[Directions] Scan the records for the word "woman". Report each line where it occurs.

[Information provided]
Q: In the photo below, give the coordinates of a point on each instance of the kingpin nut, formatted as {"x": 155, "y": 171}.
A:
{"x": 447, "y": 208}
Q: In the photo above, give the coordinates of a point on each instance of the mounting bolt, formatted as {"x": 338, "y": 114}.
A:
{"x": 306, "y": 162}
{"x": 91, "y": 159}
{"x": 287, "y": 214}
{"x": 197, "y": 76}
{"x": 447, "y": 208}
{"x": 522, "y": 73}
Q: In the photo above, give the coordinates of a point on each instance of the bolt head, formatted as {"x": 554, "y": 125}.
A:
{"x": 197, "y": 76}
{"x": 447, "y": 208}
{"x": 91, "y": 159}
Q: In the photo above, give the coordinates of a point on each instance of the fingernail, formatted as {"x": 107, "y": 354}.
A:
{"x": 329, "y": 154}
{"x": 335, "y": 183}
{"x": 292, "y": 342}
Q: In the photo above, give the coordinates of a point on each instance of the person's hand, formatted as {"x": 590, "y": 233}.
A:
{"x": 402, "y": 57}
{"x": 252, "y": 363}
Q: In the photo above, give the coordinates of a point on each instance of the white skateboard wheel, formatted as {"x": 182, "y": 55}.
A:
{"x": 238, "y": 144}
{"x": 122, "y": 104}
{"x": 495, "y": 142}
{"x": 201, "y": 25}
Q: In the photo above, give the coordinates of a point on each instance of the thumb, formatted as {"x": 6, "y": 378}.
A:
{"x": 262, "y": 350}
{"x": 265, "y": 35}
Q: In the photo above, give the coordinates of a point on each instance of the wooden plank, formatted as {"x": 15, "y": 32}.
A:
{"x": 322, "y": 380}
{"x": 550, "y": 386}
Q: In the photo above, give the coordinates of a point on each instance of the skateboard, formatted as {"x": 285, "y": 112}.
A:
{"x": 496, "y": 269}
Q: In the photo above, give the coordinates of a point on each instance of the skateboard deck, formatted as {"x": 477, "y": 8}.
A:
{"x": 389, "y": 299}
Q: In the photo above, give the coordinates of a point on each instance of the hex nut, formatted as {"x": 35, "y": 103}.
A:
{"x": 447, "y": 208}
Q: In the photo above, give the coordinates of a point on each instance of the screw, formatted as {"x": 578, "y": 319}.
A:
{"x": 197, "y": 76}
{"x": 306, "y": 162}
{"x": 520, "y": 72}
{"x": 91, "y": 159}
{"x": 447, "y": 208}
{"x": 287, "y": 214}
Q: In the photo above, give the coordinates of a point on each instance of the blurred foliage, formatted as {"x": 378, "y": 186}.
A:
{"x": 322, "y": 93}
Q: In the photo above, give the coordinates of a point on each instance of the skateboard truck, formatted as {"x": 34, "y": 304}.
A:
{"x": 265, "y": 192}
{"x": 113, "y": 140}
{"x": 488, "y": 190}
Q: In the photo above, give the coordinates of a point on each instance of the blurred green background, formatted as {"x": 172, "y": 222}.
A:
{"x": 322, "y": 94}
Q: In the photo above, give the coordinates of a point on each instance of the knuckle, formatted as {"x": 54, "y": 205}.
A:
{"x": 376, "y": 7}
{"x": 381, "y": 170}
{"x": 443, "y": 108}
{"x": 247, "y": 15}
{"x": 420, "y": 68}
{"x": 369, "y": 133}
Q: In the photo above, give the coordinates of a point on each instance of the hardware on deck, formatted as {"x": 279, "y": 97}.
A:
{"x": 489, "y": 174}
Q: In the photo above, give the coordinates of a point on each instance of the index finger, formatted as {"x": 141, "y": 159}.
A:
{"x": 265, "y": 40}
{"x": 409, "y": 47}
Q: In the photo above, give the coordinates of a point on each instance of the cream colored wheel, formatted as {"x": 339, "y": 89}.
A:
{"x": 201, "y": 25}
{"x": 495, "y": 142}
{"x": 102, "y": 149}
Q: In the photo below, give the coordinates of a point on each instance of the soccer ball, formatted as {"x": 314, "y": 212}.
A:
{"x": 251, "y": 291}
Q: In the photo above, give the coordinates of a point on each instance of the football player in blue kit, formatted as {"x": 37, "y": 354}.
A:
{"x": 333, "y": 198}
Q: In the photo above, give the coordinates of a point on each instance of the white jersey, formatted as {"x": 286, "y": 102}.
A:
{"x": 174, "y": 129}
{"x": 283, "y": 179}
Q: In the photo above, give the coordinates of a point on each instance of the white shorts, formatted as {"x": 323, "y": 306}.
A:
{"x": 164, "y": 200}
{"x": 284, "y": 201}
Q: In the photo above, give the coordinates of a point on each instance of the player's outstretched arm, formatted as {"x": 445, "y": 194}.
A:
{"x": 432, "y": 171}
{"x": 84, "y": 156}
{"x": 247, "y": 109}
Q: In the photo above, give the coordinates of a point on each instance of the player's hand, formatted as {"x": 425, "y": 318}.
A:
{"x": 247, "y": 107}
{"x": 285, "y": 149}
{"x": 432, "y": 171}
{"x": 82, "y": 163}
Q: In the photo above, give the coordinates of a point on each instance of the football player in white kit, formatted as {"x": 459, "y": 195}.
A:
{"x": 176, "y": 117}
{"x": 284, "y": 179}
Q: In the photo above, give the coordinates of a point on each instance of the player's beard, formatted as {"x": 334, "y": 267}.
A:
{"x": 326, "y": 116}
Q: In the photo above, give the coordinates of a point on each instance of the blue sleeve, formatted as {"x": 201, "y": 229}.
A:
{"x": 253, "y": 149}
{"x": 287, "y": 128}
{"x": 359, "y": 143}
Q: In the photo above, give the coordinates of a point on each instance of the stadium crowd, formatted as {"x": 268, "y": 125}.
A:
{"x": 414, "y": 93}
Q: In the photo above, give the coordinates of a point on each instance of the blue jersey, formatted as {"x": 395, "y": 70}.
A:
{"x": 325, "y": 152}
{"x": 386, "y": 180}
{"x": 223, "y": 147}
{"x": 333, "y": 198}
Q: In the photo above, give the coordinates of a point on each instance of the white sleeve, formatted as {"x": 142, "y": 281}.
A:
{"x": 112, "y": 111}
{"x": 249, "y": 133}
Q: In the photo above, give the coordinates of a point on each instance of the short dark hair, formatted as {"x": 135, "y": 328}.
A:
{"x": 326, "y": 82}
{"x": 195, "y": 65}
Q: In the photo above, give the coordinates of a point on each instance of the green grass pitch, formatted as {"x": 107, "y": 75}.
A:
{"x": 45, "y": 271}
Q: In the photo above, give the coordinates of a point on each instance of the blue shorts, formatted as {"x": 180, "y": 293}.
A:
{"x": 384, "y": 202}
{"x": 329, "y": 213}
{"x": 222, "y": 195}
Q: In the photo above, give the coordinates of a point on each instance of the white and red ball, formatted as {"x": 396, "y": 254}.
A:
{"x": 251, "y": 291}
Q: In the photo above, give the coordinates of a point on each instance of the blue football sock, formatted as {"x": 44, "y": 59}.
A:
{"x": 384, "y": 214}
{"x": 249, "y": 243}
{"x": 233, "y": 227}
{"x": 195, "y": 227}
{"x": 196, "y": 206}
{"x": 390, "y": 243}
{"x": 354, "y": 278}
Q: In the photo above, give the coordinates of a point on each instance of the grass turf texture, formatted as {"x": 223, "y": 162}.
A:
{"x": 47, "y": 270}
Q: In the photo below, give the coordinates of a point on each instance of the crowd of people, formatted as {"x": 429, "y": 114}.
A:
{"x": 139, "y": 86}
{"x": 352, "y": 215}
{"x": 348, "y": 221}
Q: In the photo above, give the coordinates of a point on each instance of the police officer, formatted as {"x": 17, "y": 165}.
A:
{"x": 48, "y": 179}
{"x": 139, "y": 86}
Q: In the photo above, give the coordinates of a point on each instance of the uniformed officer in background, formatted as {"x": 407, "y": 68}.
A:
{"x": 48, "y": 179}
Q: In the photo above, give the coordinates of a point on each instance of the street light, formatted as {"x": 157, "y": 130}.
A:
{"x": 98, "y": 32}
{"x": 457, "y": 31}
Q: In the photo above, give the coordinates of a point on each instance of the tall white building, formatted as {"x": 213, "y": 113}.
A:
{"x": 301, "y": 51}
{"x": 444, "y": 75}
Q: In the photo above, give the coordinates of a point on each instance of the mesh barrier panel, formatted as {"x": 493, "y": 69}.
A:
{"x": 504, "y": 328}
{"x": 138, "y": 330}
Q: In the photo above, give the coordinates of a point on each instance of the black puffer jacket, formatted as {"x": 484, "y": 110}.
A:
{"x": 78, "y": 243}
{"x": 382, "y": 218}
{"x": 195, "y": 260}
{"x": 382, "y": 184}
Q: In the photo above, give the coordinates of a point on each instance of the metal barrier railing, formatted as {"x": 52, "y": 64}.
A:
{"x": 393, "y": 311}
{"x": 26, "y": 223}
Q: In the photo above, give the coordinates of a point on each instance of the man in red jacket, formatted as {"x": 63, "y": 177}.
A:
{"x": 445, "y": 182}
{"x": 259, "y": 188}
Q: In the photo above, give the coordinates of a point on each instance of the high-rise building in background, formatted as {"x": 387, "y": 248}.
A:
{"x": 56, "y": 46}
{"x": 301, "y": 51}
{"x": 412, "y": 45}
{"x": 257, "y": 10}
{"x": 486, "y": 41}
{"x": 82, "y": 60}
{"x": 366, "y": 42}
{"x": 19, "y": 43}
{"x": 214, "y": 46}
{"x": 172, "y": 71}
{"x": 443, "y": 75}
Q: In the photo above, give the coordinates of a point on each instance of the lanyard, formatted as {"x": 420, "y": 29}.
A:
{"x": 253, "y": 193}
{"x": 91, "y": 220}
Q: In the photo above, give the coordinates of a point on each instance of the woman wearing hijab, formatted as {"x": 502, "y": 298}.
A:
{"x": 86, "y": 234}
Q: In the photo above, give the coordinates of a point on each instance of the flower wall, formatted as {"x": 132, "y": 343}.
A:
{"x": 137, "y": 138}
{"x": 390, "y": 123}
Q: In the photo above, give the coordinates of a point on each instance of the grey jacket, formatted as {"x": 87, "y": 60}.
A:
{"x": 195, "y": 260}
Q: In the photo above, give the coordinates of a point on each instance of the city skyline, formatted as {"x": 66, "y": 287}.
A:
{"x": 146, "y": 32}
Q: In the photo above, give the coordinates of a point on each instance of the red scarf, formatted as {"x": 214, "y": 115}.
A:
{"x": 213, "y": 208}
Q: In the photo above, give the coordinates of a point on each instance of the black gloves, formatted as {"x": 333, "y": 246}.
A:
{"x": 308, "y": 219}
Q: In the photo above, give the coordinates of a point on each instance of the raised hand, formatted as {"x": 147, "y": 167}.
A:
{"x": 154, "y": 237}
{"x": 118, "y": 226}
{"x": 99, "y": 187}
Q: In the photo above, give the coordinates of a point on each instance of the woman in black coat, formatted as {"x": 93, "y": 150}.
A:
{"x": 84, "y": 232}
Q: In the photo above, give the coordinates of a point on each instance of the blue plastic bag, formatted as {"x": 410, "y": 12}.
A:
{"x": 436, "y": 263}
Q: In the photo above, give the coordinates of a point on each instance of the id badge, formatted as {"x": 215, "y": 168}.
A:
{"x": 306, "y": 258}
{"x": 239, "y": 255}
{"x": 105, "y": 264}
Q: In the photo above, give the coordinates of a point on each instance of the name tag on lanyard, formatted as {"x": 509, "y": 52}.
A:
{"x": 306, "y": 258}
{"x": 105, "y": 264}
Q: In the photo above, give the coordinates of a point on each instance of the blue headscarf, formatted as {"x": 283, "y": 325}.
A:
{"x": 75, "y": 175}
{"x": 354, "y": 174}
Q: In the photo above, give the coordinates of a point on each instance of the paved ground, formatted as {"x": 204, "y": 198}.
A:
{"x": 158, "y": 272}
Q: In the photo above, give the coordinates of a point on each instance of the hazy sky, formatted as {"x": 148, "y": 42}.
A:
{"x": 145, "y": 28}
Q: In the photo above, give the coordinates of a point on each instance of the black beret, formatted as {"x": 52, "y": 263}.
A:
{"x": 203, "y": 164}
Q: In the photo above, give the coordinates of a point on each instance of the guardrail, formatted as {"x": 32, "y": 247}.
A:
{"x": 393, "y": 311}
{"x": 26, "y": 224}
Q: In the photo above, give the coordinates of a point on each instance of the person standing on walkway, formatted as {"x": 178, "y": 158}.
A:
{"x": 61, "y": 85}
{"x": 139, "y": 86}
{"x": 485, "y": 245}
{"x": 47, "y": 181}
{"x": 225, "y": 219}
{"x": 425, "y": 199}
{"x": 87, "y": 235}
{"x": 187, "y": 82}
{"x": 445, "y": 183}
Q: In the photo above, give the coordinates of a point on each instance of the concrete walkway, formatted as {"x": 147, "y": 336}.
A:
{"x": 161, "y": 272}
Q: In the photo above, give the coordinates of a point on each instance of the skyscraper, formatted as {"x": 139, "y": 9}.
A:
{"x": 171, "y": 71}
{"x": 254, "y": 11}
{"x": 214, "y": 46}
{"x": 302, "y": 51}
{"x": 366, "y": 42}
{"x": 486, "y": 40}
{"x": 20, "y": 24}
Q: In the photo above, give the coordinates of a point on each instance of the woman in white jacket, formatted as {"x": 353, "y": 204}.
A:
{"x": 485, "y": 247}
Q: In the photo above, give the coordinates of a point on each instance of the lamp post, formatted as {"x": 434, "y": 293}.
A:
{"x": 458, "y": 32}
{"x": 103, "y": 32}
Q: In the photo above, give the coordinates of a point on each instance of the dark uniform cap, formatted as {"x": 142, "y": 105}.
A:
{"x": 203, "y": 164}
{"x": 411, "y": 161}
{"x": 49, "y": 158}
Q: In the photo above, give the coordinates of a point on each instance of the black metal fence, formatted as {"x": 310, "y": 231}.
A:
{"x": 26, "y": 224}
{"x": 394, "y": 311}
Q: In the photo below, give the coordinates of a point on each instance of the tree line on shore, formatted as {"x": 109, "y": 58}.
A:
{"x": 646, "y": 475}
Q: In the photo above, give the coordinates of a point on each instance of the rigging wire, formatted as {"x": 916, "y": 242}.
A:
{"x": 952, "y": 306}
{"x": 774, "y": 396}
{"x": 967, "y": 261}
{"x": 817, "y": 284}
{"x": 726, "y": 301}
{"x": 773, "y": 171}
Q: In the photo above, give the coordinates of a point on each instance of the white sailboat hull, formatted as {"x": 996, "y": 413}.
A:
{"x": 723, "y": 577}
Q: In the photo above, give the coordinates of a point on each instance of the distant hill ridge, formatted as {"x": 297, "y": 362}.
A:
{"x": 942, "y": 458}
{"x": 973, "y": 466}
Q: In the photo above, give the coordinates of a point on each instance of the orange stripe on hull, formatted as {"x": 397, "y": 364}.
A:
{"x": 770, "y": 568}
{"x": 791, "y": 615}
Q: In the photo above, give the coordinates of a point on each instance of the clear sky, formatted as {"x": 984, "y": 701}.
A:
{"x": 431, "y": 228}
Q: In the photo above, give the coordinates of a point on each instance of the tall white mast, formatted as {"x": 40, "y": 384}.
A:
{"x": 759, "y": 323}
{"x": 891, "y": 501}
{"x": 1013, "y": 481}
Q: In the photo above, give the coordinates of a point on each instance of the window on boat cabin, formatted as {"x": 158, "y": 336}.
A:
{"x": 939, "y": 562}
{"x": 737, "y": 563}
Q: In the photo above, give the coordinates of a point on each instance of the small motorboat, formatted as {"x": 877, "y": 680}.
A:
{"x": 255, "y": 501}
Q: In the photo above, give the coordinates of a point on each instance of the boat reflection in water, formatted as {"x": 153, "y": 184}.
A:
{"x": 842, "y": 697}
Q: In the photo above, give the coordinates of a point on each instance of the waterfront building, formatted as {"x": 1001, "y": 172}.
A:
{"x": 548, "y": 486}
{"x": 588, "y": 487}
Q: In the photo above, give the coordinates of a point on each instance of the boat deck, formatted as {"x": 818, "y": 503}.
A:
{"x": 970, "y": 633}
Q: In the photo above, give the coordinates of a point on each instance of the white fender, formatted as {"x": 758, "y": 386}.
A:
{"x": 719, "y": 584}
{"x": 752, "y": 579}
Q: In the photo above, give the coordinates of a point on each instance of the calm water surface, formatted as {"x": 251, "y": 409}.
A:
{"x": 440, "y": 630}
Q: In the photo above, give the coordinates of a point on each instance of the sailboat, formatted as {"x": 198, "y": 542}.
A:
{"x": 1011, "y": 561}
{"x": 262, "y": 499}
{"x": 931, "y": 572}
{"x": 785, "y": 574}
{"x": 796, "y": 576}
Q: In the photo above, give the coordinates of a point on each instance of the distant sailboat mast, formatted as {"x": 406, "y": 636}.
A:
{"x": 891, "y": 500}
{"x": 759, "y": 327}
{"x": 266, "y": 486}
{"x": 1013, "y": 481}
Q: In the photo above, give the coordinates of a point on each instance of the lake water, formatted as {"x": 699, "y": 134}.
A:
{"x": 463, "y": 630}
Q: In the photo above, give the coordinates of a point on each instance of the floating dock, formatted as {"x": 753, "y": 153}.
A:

[Answer for the task]
Q: In the photo above, give the coordinates of a point on each instance of the woman wearing hijab, formatted as {"x": 502, "y": 298}.
Q: In the photo above, give the coordinates of a point on each instance of the woman in black coat, formatted as {"x": 93, "y": 150}.
Q: In the photo above, give the coordinates of a point on each instance of the woman in white jacket, formatted as {"x": 353, "y": 204}.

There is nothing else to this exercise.